## TEXTO EXTRAÍDO
= = = =
Quem tem a mesma experiência, mas não um diagnóstico efetuado é Rita Domingues, estudante de Engenharia Biomédica, de 23 anos. “Sempre tive muitas dores, incapacitantes mesmo. Disseram-me que era normal e, ultimamente, nas redes sociais, tenho visto que se fala cada vez mais neste tema. Fiquei assustada. Tive consulta com a médica de medicina geral, na semana passada, ela disse que era normal”, adiciona, elucidando que tem esperança de fazer mais exames para obter um diagnóstico.
“Dobrava as pernas, virava-me para todos os lados… Houve uma vez em que pedi ao meu pai para me ir buscar à escola porque não aguentava as dores. Devia ter uns 13-14 anos. Também dizem que se tem mais dores ao princípio, mas tenho período há anos e continuam. Comecei a tomar a pílula, as dores melhoraram, tudo melhorou muito com o anel vaginal, mas não é bom para a acne. Punha uma botija de água quente: ajudava muito e ficava os dois primeiros dias a tomar comprimidos e deitada. Fazer a vida normal, nem que fosse andar, era horrível”, declara. “A botija tinha de estar mesmo a escaldar, mas nunca cheguei a queimar-me”.
“Preparados para implementar esta medida não estamos: nem sei bem se os próprios espanhóis estão preparados para aquilo. Vai haver sempre uma altura do ano em que várias mulheres vão para casa ao mesmo tempo… A ideia em si é boa, ainda bem que se lembraram disso, mas tem de ser pensada. É útil, mas pode ter várias controvérsias”, finaliza a universitária.
Já a ativista dos direitos humanos Francisca de Magalhães Barros concorda plenamente com esta medida. “Devia ser aprovada aqui também porque há mulheres que sofrem imenso com dores menstruais e não têm licença nenhuma. Eu, por exemplo, sofro imenso: tenho dores de cabeça horríveis, toda a vida passei por isto, e é um direito essencial das mulheres”, garante a também pintora e cronista.
“Foi mais um avanço que se deu em Espanha e Portugal devia acompanhar: já devíamos ter implementado isto. É uma incapacidade com que a mulher vive e não tem prioridade. Temos de dar esse passo em frente para que as mulheres possam ter os devidos direitos laborais. Acho que estamos preparados: não vejo um motivo para que tal não aconteça”.
= = = =
## LISTA DE REGISTOS
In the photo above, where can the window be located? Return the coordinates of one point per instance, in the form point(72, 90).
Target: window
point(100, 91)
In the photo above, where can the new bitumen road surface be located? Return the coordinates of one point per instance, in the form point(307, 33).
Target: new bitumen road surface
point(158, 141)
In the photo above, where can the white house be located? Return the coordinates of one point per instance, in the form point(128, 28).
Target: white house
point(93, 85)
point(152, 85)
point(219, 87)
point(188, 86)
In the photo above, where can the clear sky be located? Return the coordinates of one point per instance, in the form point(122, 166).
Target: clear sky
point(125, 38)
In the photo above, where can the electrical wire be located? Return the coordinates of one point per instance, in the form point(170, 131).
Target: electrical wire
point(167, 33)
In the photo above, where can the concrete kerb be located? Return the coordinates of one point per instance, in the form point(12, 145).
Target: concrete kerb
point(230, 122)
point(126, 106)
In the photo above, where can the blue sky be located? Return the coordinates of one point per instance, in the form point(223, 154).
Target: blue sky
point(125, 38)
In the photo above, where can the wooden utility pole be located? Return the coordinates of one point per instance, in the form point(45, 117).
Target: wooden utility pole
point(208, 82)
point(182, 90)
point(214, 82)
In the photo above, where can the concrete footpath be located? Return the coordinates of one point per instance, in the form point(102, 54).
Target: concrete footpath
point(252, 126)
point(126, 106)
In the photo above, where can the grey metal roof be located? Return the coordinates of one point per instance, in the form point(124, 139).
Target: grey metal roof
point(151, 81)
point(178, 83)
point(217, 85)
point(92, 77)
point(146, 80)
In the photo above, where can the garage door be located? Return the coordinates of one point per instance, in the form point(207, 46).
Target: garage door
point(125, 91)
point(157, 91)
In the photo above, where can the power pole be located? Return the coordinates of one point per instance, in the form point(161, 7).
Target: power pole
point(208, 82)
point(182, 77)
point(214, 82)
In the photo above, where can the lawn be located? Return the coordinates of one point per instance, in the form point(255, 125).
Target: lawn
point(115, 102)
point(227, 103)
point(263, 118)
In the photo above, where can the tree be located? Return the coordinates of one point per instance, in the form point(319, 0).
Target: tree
= = = =
Consegue reproduzir, palavra por palavra, o texto completo sobre as dores menstruais? Os registos não desempenham aqui qualquer papel.

## RESPOSTA ESCRITA
Quem tem a mesma experiência, mas não um diagnóstico efetuado é Rita Domingues, estudante de Engenharia Biomédica, de 23 anos. “Sempre tive muitas dores, incapacitantes mesmo. Disseram-me que era normal e, ultimamente, nas redes sociais, tenho visto que se fala cada vez mais neste tema. Fiquei assustada. Tive consulta com a médica de medicina geral, na semana passada, ela disse que era normal”, adiciona, elucidando que tem esperança de fazer mais exames para obter um diagnóstico.
“Dobrava as pernas, virava-me para todos os lados… Houve uma vez em que pedi ao meu pai para me ir buscar à escola porque não aguentava as dores. Devia ter uns 13-14 anos. Também dizem que se tem mais dores ao princípio, mas tenho período há anos e continuam. Comecei a tomar a pílula, as dores melhoraram, tudo melhorou muito com o anel vaginal, mas não é bom para a acne. Punha uma botija de água quente: ajudava muito e ficava os dois primeiros dias a tomar comprimidos e deitada. Fazer a vida normal, nem que fosse andar, era horrível”, declara. “A botija tinha de estar mesmo a escaldar, mas nunca cheguei a queimar-me”.
“Preparados para implementar esta medida não estamos: nem sei bem se os próprios espanhóis estão preparados para aquilo. Vai haver sempre uma altura do ano em que várias mulheres vão para casa ao mesmo tempo… A ideia em si é boa, ainda bem que se lembraram disso, mas tem de ser pensada. É útil, mas pode ter várias controvérsias”, finaliza a universitária.
Já a ativista dos direitos humanos Francisca de Magalhães Barros concorda plenamente com esta medida. “Devia ser aprovada aqui também porque há mulheres que sofrem imenso com dores menstruais e não têm licença nenhuma. Eu, por exemplo, sofro imenso: tenho dores de cabeça horríveis, toda a vida passei por isto, e é um direito essencial das mulheres”, garante a também pintora e cronista.
“Foi mais um avanço que se deu em Espanha e Portugal devia acompanhar: já devíamos ter implementado isto. É uma incapacidade com que a mulher vive e não tem prioridade. Temos de dar esse passo em frente para que as mulheres possam ter os devidos direitos laborais. Acho que estamos preparados: não vejo um motivo para que tal não aconteça”.